§ **DÉFI A**
Selon l'extrait de décision de justice, à quelle date la clôture de la mise en état a-t-elle été ordonnée ?
§ **DÉFI B**
Recopiez le passage de l'extrait de décision de justice qui va de "La clôture de" jusqu'à "dernières conclusions déposées." inclus.
§ **DÉFI C**
Poursuivez l'extrait de décision de justice à partir de l'endroit où il s'arrête.

**** TEXTE CITÉ

Par avis soutenu à l'audience, le Ministère public s'en rapporte à l'appréciation de la cour.

La clôture de la mise en état a été ordonnée le 26 septembre 2022 et l'affaire appelée à l'audience de plaidoirie en date du 11 octobre 2022.

La cour, pour un plus ample exposé des faits, de la procédure, des demandes et moyens des parties, fera expressément référence au jugement entrepris ainsi qu'aux dernières conclusions déposées.

MOTIVATION

Selon les dispositions de l'article 333 du code civil, lorsque la possession d'état est conforme au titre, seuls peuvent agir l'enfant, l'un de ses père et mère ou celui qui se prétend le véritable parent. L'action se prescrit par cinq ans à compter du jour où la possession d'état a cessé ou du décès du parent dont le lien de filiation est contesté. Nul ne peut contester, à l'exception du ministère public, la filiation lorsque la possession d'état conforme au titre a duré au moins cinq ans depuis la naissance ou la reconnaissance si elle a été fait ultérieurement.

********
**** LIGNES DE DONNÉES

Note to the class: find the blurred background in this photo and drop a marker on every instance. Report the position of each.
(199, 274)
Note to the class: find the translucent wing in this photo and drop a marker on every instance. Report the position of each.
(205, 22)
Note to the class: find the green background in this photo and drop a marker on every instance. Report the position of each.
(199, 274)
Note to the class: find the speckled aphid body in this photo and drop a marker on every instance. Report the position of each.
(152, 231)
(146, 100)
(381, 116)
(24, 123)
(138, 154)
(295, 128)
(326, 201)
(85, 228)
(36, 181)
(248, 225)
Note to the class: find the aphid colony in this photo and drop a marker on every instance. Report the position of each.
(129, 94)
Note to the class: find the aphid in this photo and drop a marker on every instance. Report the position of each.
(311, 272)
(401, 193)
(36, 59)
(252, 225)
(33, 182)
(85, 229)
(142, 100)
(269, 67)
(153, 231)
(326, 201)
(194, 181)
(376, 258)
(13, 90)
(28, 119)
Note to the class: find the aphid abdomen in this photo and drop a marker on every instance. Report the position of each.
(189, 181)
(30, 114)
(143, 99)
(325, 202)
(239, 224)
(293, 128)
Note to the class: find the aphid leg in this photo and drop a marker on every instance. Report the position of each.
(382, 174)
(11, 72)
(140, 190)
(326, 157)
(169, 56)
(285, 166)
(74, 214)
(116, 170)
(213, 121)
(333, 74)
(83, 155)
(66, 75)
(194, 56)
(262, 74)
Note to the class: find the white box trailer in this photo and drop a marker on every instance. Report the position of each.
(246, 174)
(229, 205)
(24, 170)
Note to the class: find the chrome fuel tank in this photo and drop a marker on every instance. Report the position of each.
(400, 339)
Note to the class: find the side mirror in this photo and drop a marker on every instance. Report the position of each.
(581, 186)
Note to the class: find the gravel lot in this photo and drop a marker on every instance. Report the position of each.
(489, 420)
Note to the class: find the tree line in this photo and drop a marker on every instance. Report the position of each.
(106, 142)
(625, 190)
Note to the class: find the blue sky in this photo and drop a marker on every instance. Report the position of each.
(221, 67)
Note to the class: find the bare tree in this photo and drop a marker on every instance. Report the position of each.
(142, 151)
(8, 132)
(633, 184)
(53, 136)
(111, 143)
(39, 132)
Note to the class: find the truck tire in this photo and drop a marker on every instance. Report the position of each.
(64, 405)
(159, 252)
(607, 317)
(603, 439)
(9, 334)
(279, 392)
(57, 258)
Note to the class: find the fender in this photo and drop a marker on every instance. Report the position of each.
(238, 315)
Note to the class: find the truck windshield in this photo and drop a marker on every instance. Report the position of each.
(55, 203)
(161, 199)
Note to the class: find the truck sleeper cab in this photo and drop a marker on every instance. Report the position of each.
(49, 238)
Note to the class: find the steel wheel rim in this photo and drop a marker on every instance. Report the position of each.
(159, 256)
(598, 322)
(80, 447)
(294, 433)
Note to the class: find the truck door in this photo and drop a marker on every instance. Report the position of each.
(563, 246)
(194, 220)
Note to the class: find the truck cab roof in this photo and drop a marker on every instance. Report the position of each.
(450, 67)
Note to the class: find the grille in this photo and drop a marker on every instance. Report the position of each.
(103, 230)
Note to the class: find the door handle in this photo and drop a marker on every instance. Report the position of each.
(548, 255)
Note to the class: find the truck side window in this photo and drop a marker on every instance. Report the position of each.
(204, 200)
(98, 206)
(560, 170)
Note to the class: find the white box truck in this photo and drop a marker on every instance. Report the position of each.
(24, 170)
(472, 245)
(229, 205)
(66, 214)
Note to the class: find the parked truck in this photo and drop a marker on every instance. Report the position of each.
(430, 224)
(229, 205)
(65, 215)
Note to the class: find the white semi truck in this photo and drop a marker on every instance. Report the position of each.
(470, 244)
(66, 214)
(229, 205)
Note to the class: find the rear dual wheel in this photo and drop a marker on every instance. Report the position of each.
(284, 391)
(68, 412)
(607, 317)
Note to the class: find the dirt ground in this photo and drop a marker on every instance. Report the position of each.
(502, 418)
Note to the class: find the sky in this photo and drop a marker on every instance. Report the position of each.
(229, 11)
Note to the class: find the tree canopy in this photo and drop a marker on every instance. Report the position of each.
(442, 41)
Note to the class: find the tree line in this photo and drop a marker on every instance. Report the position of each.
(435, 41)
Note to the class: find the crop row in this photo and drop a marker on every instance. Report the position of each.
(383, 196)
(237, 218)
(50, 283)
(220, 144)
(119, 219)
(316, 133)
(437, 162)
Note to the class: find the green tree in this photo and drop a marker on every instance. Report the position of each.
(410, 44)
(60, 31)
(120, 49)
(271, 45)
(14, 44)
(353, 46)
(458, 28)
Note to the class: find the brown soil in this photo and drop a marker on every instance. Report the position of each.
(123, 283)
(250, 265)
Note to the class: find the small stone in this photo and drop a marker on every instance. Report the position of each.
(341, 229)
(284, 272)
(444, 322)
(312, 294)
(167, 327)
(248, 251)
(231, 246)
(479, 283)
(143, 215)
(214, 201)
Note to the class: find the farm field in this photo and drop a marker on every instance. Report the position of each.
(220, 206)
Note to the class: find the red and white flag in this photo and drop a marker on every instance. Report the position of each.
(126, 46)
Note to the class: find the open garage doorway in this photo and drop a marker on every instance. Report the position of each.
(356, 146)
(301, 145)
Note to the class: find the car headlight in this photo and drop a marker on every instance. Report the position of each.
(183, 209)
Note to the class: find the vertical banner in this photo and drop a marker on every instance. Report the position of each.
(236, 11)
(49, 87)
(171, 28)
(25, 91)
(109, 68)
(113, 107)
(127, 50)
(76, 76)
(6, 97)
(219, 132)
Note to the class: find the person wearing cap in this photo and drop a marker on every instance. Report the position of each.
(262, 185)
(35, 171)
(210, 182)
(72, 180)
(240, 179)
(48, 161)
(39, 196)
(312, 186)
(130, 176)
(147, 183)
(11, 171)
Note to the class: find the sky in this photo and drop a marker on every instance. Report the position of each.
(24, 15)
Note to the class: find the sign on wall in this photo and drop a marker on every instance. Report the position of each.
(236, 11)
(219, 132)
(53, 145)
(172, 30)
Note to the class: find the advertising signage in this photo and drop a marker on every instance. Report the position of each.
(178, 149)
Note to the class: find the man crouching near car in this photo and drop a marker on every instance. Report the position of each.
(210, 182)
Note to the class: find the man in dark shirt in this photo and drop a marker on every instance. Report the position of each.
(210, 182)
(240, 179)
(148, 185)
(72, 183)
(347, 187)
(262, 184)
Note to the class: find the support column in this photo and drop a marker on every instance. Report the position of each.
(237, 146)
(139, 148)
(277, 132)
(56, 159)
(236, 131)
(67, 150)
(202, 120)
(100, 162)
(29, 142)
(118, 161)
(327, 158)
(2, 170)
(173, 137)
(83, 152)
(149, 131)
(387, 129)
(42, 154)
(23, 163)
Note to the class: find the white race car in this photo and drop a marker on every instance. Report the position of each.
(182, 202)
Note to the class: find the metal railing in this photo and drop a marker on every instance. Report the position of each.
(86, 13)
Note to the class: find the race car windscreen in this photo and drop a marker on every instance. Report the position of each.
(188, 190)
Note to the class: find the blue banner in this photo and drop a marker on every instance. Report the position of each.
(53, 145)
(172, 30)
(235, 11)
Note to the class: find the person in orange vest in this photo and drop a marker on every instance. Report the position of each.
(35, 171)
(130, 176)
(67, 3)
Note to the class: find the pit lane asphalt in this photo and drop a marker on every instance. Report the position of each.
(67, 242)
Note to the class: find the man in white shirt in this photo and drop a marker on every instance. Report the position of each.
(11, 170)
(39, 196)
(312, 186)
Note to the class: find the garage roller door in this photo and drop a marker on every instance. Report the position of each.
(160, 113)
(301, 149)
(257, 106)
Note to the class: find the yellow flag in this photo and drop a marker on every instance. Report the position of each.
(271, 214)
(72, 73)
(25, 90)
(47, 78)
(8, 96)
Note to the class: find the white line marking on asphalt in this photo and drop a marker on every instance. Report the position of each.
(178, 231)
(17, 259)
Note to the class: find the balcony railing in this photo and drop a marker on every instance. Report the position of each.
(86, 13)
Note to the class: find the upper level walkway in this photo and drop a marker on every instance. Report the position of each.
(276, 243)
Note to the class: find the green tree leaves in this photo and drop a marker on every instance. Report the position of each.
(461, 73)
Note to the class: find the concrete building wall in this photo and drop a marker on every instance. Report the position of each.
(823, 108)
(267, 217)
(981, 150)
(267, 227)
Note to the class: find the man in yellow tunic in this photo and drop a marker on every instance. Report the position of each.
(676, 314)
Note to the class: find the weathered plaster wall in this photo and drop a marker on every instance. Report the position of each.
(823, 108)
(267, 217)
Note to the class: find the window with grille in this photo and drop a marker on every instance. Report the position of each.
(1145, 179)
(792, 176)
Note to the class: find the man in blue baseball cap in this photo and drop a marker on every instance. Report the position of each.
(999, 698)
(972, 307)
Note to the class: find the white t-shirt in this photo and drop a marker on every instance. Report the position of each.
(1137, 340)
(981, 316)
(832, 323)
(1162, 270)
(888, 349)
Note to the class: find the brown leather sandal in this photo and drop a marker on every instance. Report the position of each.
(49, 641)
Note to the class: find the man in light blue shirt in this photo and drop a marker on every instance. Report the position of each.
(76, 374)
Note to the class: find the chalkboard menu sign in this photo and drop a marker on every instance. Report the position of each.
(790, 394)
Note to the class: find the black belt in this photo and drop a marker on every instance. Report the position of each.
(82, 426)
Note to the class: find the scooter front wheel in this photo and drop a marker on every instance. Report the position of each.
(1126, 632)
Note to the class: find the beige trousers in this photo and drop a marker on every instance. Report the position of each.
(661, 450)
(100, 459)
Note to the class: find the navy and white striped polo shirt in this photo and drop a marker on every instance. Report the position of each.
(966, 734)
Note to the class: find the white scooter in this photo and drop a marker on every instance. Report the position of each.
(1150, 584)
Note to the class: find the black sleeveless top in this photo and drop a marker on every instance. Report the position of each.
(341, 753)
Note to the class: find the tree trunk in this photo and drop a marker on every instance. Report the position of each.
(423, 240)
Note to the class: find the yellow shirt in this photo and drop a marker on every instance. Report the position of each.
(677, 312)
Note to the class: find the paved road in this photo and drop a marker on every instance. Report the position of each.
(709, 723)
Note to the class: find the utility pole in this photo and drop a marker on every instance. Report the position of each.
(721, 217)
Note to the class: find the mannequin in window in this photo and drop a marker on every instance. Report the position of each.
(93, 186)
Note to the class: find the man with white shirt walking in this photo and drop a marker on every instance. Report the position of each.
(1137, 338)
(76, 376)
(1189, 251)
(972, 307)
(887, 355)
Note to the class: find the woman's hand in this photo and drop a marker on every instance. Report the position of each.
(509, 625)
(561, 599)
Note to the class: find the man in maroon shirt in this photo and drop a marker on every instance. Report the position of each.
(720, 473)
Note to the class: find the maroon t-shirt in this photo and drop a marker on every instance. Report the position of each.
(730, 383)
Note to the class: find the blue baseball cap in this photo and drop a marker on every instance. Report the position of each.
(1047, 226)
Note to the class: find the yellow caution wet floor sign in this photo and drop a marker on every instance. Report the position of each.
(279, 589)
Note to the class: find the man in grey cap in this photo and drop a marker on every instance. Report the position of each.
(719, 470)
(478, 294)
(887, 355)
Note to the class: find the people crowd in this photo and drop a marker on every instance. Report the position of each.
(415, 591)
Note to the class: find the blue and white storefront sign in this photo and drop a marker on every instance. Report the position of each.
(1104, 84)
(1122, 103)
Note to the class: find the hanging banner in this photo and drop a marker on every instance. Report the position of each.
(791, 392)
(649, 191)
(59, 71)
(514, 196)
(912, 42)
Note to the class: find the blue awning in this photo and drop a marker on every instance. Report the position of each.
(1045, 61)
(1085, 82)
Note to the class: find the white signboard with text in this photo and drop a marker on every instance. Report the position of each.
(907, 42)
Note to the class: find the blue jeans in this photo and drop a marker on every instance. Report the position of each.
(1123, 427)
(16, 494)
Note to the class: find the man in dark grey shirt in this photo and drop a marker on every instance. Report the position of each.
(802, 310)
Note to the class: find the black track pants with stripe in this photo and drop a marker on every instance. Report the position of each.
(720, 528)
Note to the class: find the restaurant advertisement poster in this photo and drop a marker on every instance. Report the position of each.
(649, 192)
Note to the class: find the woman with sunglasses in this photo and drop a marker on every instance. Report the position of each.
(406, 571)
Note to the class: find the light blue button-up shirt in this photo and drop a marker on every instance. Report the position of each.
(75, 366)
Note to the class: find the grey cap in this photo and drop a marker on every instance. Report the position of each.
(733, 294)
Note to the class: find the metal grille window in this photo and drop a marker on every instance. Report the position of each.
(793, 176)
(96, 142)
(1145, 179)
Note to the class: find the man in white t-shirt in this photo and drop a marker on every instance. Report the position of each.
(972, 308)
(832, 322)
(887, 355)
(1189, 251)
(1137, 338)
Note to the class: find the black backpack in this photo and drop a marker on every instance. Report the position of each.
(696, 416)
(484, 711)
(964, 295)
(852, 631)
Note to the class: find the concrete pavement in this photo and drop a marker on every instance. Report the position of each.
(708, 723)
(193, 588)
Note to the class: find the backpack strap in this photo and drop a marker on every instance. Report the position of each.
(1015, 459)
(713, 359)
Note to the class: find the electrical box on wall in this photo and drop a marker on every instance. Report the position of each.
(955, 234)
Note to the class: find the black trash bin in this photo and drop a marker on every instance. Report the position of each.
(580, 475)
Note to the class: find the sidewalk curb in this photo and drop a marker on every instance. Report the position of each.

********

§ **RÉSULTAT FINAL A**
Le 26 septembre 2022.

§ **RÉSULTAT FINAL B**
La clôture de la mise en état a été ordonnée le 26 septembre 2022 et l'affaire appelée à l'audience de plaidoirie en date du 11 octobre 2022.

La cour, pour un plus ample exposé des faits, de la procédure, des demandes et moyens des parties, fera expressément référence au jugement entrepris ainsi qu'aux dernières conclusions déposées.

§ **RÉSULTAT FINAL C**
Selon les termes de l'article 334 du code civil, à défaut de possession d'état conforme au titre, l'action en contestation peut être engagée par toute personne qui y a intérêt dans le délai prévu à l'article 321 du code civil, à savoir dix ans.

Selon l'article 311-1 du code civil, la possession d'état s'établit par une réunion suffisante de faits qui révèlent le lien de filiation et de parenté entre une personne et la famille à laquelle elle est dite appartenir.

Les principaux de ces faits sont :

1° que cette personne a été traitée par celui ou ceux dont on la dit issue comme leur enfant et qu'elle-même les a traités comme son ou ses parents;

2° que ceux-ci ont, en cette qualité, pourvu à son éducation, à son entretien ou à son installation ;

3° que cette personne est reconnue comme leur enfant, dans la société et par la famille ;

4° qu'elle est considérée comme telle par l'autorité publique ;

5° qu'elle porte le nom de celui ou ceux dont on la dit issue.

La réunion de tous les éléments n'est pas nécessaire pour que la possession d'état puisse être établie, il suffit d'une réunion suffisante de faits indiquant le rapport de filiation et de parenté, étant précisé que selon l'article 311-2 du code civil, cette possession d'état doit être continue, paisible, publique et non équivoque.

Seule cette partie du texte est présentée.